• _WHAT THE TASK ASKS_
Once you find the line containing "Put a point on the stone balustrade, one" in the data below, copy it and each following line exactly, up to and including the line containing "Put a point on the massive", and nothing else.

Point localization data
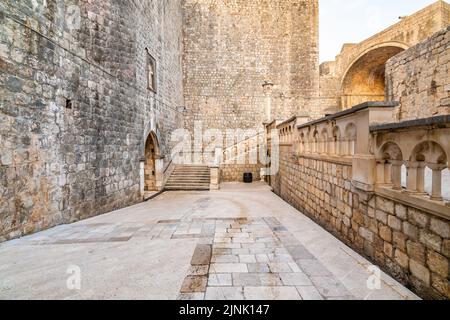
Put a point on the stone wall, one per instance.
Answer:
(235, 173)
(411, 245)
(232, 47)
(363, 62)
(420, 77)
(75, 110)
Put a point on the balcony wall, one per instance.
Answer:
(344, 171)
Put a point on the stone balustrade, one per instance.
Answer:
(367, 180)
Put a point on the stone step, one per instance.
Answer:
(189, 177)
(192, 183)
(190, 188)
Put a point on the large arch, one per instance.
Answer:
(364, 79)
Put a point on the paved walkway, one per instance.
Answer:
(242, 242)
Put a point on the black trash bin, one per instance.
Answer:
(248, 177)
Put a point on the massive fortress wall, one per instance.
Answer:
(75, 109)
(358, 73)
(232, 47)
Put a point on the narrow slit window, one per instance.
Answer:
(151, 72)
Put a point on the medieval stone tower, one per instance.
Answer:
(232, 48)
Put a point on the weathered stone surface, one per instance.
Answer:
(395, 223)
(193, 284)
(419, 218)
(438, 264)
(431, 241)
(202, 255)
(416, 251)
(402, 259)
(440, 227)
(78, 108)
(420, 272)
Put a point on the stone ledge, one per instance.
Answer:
(359, 107)
(328, 158)
(420, 202)
(427, 122)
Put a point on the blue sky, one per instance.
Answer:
(344, 21)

• _RESPONSE TO THIS TASK_
Put a point on the stone balustrade, one per instance.
Answer:
(367, 180)
Put a point on the stone step, one per instance.
Answer:
(189, 177)
(192, 183)
(190, 188)
Put a point on the large arch, one per instance.
Answer:
(364, 79)
Put a point on the paved walkway, one per instance.
Answer:
(242, 242)
Put a point on the black trash bin, one per instance.
Answer:
(248, 177)
Put a point on the massive fortress wall, one per instance.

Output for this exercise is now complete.